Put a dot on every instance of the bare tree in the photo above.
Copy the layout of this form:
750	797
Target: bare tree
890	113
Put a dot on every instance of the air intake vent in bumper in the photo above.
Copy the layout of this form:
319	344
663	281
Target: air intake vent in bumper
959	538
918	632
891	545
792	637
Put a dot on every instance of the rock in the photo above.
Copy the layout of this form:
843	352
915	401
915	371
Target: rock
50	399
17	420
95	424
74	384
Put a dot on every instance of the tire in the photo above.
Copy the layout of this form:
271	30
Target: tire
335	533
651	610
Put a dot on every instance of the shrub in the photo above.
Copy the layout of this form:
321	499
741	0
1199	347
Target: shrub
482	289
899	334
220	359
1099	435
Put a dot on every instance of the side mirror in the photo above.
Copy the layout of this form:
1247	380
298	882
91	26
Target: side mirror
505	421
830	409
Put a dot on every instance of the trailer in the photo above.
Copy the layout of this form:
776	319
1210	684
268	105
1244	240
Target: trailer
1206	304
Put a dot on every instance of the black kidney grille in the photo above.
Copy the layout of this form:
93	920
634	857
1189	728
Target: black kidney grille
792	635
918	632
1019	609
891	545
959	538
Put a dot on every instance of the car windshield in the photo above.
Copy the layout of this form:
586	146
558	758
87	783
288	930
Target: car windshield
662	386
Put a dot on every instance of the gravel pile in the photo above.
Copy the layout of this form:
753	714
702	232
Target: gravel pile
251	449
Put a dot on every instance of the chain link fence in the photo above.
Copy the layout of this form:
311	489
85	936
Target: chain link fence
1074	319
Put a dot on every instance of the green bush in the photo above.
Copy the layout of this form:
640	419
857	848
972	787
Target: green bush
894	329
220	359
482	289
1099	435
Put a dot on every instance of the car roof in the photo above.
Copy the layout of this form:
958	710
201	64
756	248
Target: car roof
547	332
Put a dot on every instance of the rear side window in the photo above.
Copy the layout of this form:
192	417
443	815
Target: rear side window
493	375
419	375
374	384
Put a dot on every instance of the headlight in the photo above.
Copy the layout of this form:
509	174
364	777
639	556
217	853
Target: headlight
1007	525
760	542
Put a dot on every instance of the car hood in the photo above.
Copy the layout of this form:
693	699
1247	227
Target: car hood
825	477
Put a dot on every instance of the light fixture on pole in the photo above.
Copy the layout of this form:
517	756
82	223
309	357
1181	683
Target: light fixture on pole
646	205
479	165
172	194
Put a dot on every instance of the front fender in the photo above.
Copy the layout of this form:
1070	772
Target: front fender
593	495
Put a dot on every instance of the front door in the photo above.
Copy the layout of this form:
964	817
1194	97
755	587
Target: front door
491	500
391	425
-----
Your task is to reproduce all of the records exactly.

Put a dot on every instance of the bare tree in the photo above.
Copy the layout of this form:
750	797
Target: bare tree
890	113
Put a dot on every instance of the air intake vent in bumper in the photo above.
Copy the layout of this form:
319	344
663	281
Target: air intake vent in bumper
959	538
918	632
891	545
792	637
Put a dot on every instance of the rock in the photo above.
Copy the layout of this form:
843	352
915	401
915	371
Target: rock
50	399
17	420
95	424
74	384
Put a dot on every instance of the tire in the photo above.
Copy the layout of this form:
271	30
Target: tire
335	533
651	610
Put a dot on every instance of the shrub in the photo above.
Copy the layout of this form:
321	499
741	0
1199	347
Target: shrub
482	289
899	334
220	359
1099	435
Put a dot on every instance of the side mirror in the photo above.
Copy the layout of this form:
1247	380
298	882
91	26
Target: side mirror
505	421
830	409
Put a dot on every instance of the trailer in the photo above.
Copy the layout of this form:
776	319
1210	684
268	105
1244	240
Target: trailer
1206	304
Put a dot on every instance of the black kidney grille in the photo above.
Copy the layout of this form:
93	920
634	857
1189	728
Target: black kidney grille
792	635
918	632
1019	609
891	545
959	538
Put a dot on every instance of the car windshield in the photo above.
Copy the layout of this form:
586	146
558	758
87	783
288	930
Target: car windshield
662	386
Put a dot on every instance of the gravel pile in the photo above.
Copy the layout of this form:
753	714
702	232
Target: gravel pile
251	449
Put a dot on every instance of the chain link fence in the photo above.
Copy the layout of this form:
311	489
85	936
Target: chain link fence
1074	319
Put a dot on every instance of the green bush in the photo above.
Copy the layout of this form:
640	419
857	848
972	787
Target: green bush
894	329
220	359
482	289
1099	435
Put a dot on every instance of the car roof in the photo above.
Copy the layout of this form:
958	710
201	64
756	248
Target: car roof
547	332
Put a dot on every instance of the rear side window in the photo above.
Copy the layout of this form:
192	417
443	815
Target: rear side window
493	375
419	375
374	384
Put a dot on every instance of the headlight in the photo above.
Copy the layout of this form:
509	174
364	777
639	556
217	853
Target: headlight
1007	525
760	542
Put a dot on every instance of the car hood in the photo above.
Copy the layout of this form:
693	699
1247	227
Target: car hood
825	477
Put a dot on every instance of the light fixture on pole in the photo above.
Copy the layout of this form:
517	756
82	223
309	357
1181	683
Target: light fixture on pole
646	205
479	165
172	194
Put a dot on every instance of the front fender in the photo above.
Copy the layout of this form:
1070	772
Target: front fender
593	495
Put a dot on every instance of the front door in the photo above.
Copy the layout of this form:
964	817
1194	97
755	587
Target: front door
491	500
391	425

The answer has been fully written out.